#### TRECHO DE ORIGEM
Bônus a servidor do INSS para acelerar análise de processos prejudica cidadão, conclui CGU | Economia


A conclusão é de um relatório de auditoria da Controladoria-Geral da União (CGU) tornado público na semana passada a partir de uma análise do trabalho do órgão entre 2015 e o primeiro trimestre de 2020.

De acordo com o relatório da CGU, analistas deixam, por exemplo, de solicitar informações e documentos adicionais aos segurados, a fim de acelerar a tramitação e concluir os processos mais rapidamente para ganhar o bônus. Com isso, o processo pode ser concluído sem o atendimento de um pedido válido do cidadão.

O Bônus de Desempenho Institucional por Análise de Benefícios com Indícios de Irregularidade do Monitoramento Operacional de Benefícios (BMOB) foi criado em uma das primeiras medidas provisórias editadas por Jair Bolsonaro, em 18 de janeiro de 2019.

O programa prevê o pagamento de um bônus financeiro aos analistas do INSS para cada processo analisado além da jornada regular de trabalho.

Na exposição de motivos da medida que criou o benefício, o governo afirmava que o bônus se apresentava “como um instrumento de gestão para aumento da produtividade e para conciliar a necessidade de atenção do INSS com os processos concessórios e o combate a fraudes e irregularidades, aumentando a capacidade operacional da autarquia”.
########
#### ENTRADAS FORNECIDAS
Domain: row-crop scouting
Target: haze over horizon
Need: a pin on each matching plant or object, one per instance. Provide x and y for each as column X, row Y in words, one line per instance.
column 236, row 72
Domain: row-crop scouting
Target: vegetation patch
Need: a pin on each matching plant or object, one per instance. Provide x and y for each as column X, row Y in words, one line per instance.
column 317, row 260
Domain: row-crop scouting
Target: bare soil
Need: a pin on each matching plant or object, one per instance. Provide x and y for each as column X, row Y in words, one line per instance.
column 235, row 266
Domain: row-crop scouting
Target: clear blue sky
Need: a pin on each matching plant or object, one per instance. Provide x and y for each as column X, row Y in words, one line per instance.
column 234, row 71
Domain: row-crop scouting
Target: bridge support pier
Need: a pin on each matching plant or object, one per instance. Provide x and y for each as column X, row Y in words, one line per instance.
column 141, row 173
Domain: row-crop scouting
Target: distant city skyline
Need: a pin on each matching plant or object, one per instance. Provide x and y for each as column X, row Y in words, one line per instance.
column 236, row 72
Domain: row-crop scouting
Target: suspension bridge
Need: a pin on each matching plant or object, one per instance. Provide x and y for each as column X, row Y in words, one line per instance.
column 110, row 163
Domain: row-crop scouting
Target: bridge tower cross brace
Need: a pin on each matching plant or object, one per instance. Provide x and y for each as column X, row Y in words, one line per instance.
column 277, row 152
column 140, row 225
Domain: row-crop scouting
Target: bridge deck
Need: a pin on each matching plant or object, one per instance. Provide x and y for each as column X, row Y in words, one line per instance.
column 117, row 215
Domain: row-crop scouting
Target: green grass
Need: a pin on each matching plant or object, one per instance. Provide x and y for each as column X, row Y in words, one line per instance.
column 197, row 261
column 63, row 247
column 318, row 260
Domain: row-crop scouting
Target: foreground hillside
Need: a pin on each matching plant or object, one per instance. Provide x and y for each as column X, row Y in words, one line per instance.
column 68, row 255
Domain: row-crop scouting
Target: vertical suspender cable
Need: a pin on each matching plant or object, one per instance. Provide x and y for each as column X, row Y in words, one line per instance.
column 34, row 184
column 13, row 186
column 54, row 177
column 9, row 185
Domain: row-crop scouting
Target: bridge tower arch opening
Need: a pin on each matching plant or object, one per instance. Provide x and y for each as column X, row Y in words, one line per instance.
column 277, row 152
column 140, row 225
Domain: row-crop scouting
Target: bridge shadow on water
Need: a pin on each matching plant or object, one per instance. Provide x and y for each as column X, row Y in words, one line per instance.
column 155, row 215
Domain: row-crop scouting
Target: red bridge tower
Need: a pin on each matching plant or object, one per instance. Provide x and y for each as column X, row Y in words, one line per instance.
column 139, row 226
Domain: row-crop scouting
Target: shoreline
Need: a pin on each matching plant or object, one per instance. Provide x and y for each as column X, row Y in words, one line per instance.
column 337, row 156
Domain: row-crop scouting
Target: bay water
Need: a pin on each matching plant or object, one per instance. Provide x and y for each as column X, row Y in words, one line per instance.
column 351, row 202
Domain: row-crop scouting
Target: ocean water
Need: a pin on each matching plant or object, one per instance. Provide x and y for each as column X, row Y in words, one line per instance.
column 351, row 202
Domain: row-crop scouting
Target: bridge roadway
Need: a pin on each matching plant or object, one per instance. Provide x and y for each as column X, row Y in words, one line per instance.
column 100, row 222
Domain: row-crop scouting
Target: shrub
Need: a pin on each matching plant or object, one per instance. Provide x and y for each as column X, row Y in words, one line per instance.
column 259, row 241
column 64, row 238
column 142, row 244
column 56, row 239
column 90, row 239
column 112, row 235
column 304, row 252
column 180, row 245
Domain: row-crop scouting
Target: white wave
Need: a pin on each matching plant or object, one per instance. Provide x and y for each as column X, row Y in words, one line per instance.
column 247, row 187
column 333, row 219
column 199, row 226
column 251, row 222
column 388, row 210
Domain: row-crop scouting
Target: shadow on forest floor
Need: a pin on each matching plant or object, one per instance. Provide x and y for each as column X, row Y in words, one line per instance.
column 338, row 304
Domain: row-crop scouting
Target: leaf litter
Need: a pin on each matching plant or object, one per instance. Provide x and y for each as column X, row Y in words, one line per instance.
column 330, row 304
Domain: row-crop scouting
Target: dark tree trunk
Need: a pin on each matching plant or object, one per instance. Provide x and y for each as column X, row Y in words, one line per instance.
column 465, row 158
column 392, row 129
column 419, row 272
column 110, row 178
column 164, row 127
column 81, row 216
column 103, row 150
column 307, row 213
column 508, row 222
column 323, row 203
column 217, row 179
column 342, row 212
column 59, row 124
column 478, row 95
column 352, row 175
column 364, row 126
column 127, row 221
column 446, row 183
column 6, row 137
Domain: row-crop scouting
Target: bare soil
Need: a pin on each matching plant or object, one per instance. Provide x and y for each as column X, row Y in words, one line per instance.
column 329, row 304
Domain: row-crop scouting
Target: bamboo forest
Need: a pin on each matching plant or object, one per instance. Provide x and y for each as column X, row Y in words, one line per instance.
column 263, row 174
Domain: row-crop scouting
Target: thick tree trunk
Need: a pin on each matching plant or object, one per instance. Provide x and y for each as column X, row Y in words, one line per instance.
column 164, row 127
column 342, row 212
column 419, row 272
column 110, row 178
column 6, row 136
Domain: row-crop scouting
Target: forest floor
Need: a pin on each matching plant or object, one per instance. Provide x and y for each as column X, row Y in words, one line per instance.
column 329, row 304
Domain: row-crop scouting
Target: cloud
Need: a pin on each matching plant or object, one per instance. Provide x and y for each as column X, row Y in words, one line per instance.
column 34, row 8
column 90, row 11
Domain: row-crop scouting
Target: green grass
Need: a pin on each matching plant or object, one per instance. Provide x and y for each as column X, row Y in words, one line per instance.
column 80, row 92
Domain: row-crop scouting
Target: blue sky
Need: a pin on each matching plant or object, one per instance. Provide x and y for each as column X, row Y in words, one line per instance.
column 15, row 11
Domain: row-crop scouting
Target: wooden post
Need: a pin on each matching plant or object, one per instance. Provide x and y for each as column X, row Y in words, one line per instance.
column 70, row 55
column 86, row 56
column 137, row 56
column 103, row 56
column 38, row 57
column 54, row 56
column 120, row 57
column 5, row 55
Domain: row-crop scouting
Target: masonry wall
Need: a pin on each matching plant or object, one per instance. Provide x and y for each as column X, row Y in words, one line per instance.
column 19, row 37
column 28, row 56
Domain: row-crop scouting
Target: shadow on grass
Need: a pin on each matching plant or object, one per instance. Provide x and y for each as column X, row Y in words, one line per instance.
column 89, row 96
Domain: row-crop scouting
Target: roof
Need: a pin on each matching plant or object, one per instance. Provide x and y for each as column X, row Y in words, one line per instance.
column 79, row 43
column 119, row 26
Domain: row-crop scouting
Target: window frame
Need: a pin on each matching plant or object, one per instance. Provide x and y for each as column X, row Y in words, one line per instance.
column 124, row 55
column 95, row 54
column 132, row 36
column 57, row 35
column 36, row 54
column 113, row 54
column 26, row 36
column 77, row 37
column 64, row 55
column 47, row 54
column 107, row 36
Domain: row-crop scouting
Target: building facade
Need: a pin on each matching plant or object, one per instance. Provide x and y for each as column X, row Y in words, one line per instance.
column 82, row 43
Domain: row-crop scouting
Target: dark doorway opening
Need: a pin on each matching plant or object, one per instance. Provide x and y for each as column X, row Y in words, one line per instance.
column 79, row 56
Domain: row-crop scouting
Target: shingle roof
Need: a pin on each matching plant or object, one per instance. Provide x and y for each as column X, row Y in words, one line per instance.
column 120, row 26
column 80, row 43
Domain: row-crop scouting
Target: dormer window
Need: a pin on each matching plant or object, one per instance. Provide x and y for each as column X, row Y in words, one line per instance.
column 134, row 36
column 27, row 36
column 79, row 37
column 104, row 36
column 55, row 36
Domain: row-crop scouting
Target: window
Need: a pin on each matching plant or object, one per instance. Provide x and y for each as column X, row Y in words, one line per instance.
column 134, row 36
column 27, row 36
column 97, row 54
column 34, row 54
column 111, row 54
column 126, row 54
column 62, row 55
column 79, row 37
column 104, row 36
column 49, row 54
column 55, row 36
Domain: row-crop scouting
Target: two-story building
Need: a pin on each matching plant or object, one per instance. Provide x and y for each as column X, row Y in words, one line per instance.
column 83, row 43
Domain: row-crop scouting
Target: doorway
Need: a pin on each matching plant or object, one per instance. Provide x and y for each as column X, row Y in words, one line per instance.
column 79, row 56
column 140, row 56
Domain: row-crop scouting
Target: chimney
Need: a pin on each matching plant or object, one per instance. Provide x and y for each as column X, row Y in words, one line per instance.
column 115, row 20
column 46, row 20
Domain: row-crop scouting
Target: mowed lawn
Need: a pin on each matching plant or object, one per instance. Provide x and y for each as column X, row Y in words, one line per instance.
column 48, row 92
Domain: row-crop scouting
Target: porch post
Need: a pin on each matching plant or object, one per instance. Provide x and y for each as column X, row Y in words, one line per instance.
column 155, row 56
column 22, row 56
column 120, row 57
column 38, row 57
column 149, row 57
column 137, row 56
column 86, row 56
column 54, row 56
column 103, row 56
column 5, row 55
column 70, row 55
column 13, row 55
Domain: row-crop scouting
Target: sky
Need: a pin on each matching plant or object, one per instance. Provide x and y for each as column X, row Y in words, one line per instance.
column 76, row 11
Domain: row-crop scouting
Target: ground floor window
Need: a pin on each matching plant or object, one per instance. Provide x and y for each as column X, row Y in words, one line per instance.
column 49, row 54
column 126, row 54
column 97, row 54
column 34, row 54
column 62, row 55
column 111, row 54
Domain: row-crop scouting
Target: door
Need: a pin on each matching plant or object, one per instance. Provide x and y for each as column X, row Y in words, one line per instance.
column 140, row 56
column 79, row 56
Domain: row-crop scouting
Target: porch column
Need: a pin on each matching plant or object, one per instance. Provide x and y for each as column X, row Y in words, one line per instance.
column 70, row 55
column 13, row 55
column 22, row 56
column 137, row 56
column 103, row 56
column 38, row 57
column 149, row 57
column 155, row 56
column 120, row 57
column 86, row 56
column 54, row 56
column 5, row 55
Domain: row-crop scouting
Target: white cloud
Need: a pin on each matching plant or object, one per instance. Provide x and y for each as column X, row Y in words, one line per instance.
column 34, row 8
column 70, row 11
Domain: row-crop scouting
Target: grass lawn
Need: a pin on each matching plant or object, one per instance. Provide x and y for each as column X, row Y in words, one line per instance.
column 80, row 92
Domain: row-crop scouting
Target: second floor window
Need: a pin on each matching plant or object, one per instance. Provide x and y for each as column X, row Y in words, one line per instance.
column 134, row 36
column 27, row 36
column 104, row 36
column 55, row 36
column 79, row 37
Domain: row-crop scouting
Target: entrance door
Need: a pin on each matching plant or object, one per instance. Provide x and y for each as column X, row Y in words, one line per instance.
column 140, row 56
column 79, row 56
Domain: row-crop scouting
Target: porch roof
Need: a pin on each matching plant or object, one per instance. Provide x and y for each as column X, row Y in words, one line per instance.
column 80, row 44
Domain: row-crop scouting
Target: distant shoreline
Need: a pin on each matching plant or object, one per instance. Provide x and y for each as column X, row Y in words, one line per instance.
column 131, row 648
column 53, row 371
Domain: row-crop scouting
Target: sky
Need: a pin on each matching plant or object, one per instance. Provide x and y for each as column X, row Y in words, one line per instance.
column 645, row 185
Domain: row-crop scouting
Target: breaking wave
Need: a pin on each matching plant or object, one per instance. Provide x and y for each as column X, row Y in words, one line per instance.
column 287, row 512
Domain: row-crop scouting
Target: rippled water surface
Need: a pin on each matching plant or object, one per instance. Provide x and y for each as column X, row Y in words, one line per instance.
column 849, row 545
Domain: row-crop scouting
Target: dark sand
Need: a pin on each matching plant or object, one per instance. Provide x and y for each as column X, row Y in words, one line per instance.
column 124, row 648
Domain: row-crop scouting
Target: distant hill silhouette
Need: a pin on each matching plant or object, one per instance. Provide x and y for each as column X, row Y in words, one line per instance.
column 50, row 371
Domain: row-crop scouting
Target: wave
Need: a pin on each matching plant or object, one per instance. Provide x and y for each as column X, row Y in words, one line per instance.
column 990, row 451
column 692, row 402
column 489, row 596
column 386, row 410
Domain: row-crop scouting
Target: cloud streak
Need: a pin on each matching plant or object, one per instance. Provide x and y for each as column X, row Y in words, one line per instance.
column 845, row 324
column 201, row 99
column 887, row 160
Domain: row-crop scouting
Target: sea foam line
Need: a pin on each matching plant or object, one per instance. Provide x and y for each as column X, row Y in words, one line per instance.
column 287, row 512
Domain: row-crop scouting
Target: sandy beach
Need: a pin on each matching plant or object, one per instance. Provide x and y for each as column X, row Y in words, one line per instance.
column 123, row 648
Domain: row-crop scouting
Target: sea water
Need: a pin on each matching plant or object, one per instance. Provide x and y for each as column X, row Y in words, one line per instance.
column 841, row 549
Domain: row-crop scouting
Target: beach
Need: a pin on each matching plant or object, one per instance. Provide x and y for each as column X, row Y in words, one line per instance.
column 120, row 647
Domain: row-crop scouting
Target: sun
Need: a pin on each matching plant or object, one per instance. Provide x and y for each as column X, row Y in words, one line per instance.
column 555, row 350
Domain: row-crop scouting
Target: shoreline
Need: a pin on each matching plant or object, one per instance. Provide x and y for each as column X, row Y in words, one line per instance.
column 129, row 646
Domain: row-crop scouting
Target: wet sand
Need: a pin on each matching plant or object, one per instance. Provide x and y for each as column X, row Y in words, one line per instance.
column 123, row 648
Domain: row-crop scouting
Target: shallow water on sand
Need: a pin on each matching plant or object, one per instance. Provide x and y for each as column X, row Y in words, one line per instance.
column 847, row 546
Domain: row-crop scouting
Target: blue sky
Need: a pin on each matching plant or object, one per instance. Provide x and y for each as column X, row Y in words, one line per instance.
########
*TAREFAS A REALIZAR:*
1/ De acordo com o trecho de origem, em que data foi criado o BMOB?
2/ Traduza para o inglês esta frase do trecho de origem: "O programa prevê o pagamento de um bônus financeiro aos analistas do INSS para cada processo analisado além da jornada regular de trabalho."
3/ Reproduza literalmente o trecho de origem a partir de "Bônus a servidor" até "janeiro de 2019.", inclusive.

*RESPOSTAS:*
1/ Em 18 de janeiro de 2019.

2/ The program provides for the payment of a financial bonus to INSS analysts for each case reviewed beyond the regular working hours.

3/
Bônus a servidor do INSS para acelerar análise de processos prejudica cidadão, conclui CGU | Economia


A conclusão é de um relatório de auditoria da Controladoria-Geral da União (CGU) tornado público na semana passada a partir de uma análise do trabalho do órgão entre 2015 e o primeiro trimestre de 2020.

De acordo com o relatório da CGU, analistas deixam, por exemplo, de solicitar informações e documentos adicionais aos segurados, a fim de acelerar a tramitação e concluir os processos mais rapidamente para ganhar o bônus. Com isso, o processo pode ser concluído sem o atendimento de um pedido válido do cidadão.

O Bônus de Desempenho Institucional por Análise de Benefícios com Indícios de Irregularidade do Monitoramento Operacional de Benefícios (BMOB) foi criado em uma das primeiras medidas provisórias editadas por Jair Bolsonaro, em 18 de janeiro de 2019.